§ Provided passage
»»

Permutation and Combination is one of important topic in Quantitative Aptitude Section. In Permutation and Combination Quiz 8 article candidates can find questions with answer. By solving this questions candidates can improve and maintain, speed, and accuracy in the exams. Permutation and Combination – Quiz 8 questions are very useful for different exams such as IBPS PO, Clerk, SSC CGL, SBI PO, NIACL Assistant, NICL AO, IBPS SO, RRB, Railways, Civil Services etc.

### Q1

How many 3 digit number can be formed with the digits 5, 6, 2, 3, 7 and 9 which are divisible by 5 and none of its digit is repeated?
A. 12 B. 16 C. 20 D. 24

C
_ _ 5
first two places can be filled in 5 and 4 ways respectively so, total number of 3 digit number = 5 × 4 × 1 = 20

### Q2

In how many different ways can the letter of the word ELEPHANT be arranged so that vowels always occur together?
A. 2060 B. 2160 C. 2260 D. 2360

B
Vowels = E, E and A. They can be arranged in $(\frac {3!}{2!})$ Ways
so total ways = 6!$\times (\frac {3!}{2!})$ = 2160

### Q3

There are 4 bananas, 7 apples and 6 mangoes in a fruit basket. In how many ways can a person make a selection of fruits from the basket.

««

§ Aim of the exercise
Write what comes next in the permutation and combination quiz, picking up right after its last sentence.

§ Material provided
»»

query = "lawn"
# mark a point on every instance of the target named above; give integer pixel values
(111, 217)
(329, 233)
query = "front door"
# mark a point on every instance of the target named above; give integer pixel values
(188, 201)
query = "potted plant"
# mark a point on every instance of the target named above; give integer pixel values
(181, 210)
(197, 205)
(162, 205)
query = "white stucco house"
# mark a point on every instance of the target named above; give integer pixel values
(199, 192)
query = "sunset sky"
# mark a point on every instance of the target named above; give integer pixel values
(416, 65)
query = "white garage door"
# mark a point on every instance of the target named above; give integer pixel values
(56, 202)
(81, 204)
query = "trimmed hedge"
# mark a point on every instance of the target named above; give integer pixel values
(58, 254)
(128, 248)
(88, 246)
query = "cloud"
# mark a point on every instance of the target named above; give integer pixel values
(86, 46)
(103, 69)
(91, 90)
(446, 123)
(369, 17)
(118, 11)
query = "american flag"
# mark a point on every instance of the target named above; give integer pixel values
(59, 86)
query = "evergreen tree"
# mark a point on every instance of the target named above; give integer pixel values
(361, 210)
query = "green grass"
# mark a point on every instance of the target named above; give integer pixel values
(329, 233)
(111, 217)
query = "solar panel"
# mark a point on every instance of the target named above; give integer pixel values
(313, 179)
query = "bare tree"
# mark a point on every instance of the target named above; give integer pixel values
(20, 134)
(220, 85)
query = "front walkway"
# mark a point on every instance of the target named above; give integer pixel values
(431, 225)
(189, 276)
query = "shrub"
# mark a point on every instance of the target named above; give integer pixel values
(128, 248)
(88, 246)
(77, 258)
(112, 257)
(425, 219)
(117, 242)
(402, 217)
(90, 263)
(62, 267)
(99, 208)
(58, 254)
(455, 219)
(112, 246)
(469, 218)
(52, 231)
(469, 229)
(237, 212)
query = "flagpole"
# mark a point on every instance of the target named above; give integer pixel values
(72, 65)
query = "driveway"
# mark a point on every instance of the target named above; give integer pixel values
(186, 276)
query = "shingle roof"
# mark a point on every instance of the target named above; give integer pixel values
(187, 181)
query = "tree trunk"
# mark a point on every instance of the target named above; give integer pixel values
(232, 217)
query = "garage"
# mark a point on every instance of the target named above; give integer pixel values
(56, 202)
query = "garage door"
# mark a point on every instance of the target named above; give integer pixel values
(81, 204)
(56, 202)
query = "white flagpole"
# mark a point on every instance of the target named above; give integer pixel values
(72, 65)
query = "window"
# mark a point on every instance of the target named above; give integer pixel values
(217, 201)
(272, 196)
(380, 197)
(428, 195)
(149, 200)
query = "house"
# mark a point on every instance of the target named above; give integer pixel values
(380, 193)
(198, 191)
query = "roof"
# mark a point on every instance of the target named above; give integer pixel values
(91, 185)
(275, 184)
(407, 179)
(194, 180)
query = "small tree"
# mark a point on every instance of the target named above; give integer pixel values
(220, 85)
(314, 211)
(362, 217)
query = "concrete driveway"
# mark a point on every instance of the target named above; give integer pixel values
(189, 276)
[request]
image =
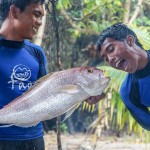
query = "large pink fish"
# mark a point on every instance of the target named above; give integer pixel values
(54, 95)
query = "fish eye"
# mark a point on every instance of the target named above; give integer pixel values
(90, 70)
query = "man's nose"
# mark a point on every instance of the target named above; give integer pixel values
(110, 59)
(39, 21)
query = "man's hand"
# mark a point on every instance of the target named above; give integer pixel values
(94, 99)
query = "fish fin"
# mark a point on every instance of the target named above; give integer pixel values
(72, 88)
(70, 111)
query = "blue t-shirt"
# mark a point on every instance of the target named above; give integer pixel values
(19, 69)
(135, 93)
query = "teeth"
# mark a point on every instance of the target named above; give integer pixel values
(35, 30)
(117, 64)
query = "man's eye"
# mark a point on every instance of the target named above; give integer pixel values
(37, 15)
(111, 48)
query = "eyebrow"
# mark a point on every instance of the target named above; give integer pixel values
(38, 11)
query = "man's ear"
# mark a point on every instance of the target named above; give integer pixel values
(13, 12)
(130, 40)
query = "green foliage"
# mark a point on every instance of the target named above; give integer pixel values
(63, 128)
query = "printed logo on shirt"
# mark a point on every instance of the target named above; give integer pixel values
(20, 75)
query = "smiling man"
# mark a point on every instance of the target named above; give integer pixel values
(121, 49)
(21, 64)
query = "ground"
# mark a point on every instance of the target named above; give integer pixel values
(82, 142)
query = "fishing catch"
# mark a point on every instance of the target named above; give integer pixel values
(54, 95)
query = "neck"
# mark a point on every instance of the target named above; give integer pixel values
(143, 59)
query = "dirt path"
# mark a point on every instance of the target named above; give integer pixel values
(79, 142)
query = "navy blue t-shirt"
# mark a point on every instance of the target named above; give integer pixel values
(18, 71)
(135, 93)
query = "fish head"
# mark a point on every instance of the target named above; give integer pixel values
(92, 80)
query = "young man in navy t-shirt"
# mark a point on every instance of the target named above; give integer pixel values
(19, 68)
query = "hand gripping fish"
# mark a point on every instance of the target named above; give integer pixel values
(54, 95)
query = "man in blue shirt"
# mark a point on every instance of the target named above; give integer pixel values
(21, 64)
(120, 48)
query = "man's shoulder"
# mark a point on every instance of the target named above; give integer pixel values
(32, 45)
(126, 84)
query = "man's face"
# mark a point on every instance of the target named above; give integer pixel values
(119, 55)
(29, 21)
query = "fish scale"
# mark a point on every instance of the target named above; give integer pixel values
(54, 95)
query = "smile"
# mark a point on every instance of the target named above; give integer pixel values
(120, 64)
(35, 29)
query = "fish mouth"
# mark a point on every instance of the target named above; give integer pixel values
(121, 64)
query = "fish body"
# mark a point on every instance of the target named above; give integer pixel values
(54, 95)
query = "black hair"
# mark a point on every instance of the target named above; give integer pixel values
(118, 31)
(21, 4)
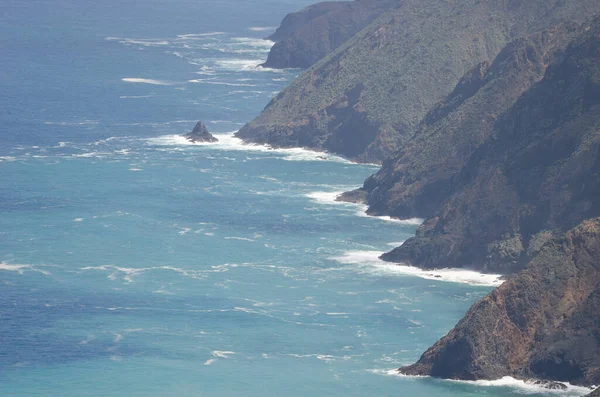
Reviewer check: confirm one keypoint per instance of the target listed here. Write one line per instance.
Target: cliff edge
(542, 323)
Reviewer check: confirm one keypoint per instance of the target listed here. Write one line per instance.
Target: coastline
(363, 260)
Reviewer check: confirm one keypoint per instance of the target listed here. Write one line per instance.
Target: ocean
(133, 263)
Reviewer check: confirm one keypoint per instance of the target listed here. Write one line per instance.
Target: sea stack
(200, 134)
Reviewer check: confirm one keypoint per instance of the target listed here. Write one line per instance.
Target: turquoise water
(135, 264)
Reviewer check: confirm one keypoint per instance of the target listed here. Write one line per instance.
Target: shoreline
(367, 260)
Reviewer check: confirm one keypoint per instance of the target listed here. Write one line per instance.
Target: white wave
(261, 28)
(520, 386)
(199, 35)
(222, 354)
(227, 141)
(72, 123)
(21, 268)
(130, 273)
(203, 81)
(410, 222)
(239, 238)
(134, 96)
(252, 42)
(149, 81)
(331, 198)
(142, 42)
(369, 262)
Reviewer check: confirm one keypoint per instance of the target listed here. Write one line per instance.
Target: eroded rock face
(595, 393)
(368, 97)
(543, 323)
(415, 180)
(200, 134)
(306, 36)
(536, 176)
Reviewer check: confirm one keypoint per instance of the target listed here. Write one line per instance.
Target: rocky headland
(368, 97)
(543, 323)
(485, 116)
(306, 36)
(536, 176)
(200, 134)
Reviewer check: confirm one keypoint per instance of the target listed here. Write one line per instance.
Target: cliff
(536, 176)
(414, 181)
(367, 98)
(306, 36)
(200, 134)
(542, 323)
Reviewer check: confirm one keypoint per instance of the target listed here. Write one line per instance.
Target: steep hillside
(369, 96)
(536, 177)
(544, 323)
(306, 36)
(415, 180)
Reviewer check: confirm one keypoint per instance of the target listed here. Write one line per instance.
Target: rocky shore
(200, 134)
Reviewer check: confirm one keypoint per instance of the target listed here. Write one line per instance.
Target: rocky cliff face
(200, 134)
(415, 180)
(368, 97)
(306, 36)
(542, 323)
(535, 177)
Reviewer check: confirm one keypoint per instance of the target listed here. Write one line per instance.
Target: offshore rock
(542, 323)
(200, 134)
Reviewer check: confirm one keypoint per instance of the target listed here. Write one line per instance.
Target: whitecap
(149, 81)
(135, 96)
(331, 197)
(142, 42)
(228, 141)
(206, 81)
(521, 386)
(21, 268)
(369, 262)
(261, 28)
(199, 35)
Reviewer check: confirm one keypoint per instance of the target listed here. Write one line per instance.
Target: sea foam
(368, 262)
(330, 198)
(149, 81)
(520, 386)
(227, 141)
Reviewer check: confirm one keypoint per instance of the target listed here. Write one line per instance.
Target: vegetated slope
(543, 323)
(306, 36)
(369, 96)
(536, 177)
(415, 180)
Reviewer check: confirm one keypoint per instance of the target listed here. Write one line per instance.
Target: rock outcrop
(536, 176)
(595, 393)
(415, 180)
(368, 97)
(542, 323)
(200, 134)
(306, 36)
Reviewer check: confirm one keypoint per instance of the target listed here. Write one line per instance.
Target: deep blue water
(135, 264)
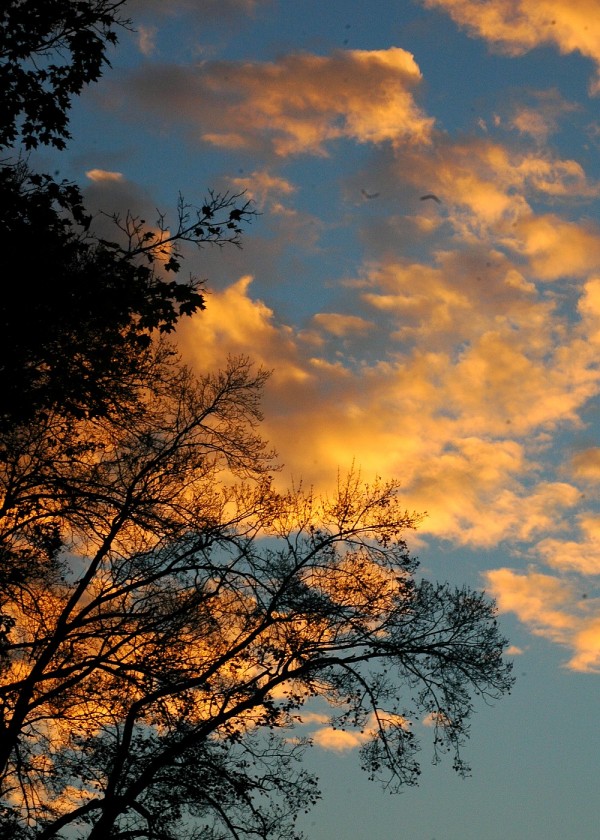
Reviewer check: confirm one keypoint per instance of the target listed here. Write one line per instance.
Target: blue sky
(450, 343)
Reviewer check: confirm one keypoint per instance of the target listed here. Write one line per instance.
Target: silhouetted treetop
(48, 52)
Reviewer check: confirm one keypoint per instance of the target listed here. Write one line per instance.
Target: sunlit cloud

««

§ Output below
A. 269 B. 280 C. 279 D. 256

C
Zero or more bananas can be selected in 4 + 1 = 5 ways (0 orange, 1 orange, 2 orange, 3 orange and 4 orange)
Similarly apples can be selected in 7 + 1 = 8 ways
And mangoes in 6 + 1 = 7 ways
So total number of ways = 5 × 8 × 7 = 280
But we included a case of 0 orange, 0 apple and 0 mangoes, so we have to subtract this, so 280 – 1 = 279 ways

### Q4

There are 15 points in a plane out of which 6 are collinear. Find the number of lines that can be formed from 15 points.
A. 105 B. 90 C. 91 D. 95

C
From 15 points number of lines formed = $^{15}{C}_{2}$
6 points are collinear, number of lines formed by these = $^{6}{C}_{2}$
So total lines = $^{15}{C}_{2} – ^{15}{C}_{2}$ + 1 = 91

### Q5

In how many ways 4 Indians, 5 Africans and 7 Japanese be seated in a row so that all person of same nationality sits together
A. 4! 5! 7! 3! B. 4! 5! 7! 5! C. 4! 6! 7! 3! D. Can’t be determined

A
4 Indians can be seated together in 4! Ways, similarly for Africans and Japanese in 5! and 7! respectively. So total ways = 4! 5! 7! 3!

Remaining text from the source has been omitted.